=== Work item ===
From the entries below, list each line with "roof".

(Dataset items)
####

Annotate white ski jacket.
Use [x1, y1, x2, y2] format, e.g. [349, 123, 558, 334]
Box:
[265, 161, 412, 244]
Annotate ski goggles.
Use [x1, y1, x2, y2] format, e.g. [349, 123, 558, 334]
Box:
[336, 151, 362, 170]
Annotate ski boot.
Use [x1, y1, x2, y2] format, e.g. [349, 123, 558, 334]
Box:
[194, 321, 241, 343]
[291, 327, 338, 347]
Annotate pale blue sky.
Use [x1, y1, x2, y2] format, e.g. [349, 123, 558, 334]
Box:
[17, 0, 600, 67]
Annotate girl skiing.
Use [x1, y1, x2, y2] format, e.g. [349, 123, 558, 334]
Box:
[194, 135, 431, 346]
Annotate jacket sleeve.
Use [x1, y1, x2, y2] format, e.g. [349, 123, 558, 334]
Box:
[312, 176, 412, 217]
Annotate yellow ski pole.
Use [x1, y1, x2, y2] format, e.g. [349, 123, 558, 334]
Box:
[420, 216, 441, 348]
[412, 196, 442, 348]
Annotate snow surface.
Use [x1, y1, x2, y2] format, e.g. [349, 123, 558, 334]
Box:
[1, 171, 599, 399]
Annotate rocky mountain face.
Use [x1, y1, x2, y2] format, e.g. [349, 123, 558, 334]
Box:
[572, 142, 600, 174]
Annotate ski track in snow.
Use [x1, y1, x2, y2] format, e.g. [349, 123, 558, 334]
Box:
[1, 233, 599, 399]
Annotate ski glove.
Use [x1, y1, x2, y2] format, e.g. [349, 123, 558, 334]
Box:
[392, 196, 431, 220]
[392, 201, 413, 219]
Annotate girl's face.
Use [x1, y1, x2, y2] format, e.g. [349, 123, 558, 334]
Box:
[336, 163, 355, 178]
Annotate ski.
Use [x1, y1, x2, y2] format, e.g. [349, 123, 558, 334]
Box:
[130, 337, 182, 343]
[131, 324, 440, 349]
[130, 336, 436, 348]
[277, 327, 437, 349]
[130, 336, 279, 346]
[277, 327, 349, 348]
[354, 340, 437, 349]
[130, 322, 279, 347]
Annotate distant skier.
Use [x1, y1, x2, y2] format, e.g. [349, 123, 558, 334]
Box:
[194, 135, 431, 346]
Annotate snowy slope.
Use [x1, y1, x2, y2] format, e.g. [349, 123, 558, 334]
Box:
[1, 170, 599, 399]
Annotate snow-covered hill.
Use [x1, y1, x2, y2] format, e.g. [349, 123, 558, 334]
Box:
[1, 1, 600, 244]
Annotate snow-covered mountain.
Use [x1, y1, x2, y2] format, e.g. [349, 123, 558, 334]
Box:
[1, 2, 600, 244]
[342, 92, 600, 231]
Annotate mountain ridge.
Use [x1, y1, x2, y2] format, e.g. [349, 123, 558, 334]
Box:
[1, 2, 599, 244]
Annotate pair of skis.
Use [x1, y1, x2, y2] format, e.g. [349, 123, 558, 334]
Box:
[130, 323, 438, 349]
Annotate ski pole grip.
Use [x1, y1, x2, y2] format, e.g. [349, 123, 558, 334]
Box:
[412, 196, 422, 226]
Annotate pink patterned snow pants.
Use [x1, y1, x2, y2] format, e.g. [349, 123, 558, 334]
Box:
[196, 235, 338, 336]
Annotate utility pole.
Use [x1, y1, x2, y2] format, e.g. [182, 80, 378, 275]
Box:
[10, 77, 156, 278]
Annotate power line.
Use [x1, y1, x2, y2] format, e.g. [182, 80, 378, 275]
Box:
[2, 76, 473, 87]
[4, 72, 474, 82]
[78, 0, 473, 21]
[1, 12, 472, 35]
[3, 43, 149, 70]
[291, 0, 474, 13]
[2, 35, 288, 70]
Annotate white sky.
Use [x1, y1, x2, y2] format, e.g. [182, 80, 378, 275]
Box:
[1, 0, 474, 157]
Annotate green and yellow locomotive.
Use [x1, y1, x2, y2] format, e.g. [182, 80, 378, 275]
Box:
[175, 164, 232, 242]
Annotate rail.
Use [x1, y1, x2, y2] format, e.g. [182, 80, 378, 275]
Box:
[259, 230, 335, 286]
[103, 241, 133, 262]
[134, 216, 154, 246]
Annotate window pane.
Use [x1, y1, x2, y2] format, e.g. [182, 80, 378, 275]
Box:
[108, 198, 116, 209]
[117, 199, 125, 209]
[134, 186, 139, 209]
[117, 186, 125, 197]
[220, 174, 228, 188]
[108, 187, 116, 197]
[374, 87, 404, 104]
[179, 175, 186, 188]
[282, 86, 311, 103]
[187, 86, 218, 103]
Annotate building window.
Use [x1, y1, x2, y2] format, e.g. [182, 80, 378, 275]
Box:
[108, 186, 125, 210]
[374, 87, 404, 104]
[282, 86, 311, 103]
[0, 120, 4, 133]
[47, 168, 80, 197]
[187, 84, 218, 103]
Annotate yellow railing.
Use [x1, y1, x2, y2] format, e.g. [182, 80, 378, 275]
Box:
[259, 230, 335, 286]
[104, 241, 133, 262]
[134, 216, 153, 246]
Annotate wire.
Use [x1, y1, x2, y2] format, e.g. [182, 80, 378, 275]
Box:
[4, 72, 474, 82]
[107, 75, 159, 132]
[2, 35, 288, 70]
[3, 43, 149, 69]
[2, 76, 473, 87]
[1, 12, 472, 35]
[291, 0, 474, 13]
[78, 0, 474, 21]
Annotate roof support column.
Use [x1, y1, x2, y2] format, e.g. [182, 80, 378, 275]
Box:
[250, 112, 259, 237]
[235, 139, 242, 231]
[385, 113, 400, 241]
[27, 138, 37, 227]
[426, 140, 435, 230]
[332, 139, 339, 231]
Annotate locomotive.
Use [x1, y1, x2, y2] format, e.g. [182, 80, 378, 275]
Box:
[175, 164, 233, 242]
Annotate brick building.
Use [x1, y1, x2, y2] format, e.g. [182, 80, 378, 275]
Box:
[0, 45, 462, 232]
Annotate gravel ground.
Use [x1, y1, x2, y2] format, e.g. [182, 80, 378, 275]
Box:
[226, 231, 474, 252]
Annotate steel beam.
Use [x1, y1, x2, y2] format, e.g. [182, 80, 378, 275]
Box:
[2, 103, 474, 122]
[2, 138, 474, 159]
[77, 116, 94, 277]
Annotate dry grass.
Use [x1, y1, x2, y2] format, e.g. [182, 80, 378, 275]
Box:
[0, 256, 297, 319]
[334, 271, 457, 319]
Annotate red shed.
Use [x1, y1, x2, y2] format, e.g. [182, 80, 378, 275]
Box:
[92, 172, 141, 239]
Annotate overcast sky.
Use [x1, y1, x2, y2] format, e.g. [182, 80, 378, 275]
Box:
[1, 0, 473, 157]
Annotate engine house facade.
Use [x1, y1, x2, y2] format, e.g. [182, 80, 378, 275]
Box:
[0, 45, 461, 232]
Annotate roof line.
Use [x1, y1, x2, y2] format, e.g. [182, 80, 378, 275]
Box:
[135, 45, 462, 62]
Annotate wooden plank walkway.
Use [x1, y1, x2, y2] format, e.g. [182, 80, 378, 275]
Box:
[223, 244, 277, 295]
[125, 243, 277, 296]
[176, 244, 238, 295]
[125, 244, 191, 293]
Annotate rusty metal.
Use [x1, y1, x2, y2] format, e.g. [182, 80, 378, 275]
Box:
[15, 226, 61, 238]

####

=== Answer to the problem ===
Annotate roof support column.
Annotate roof line.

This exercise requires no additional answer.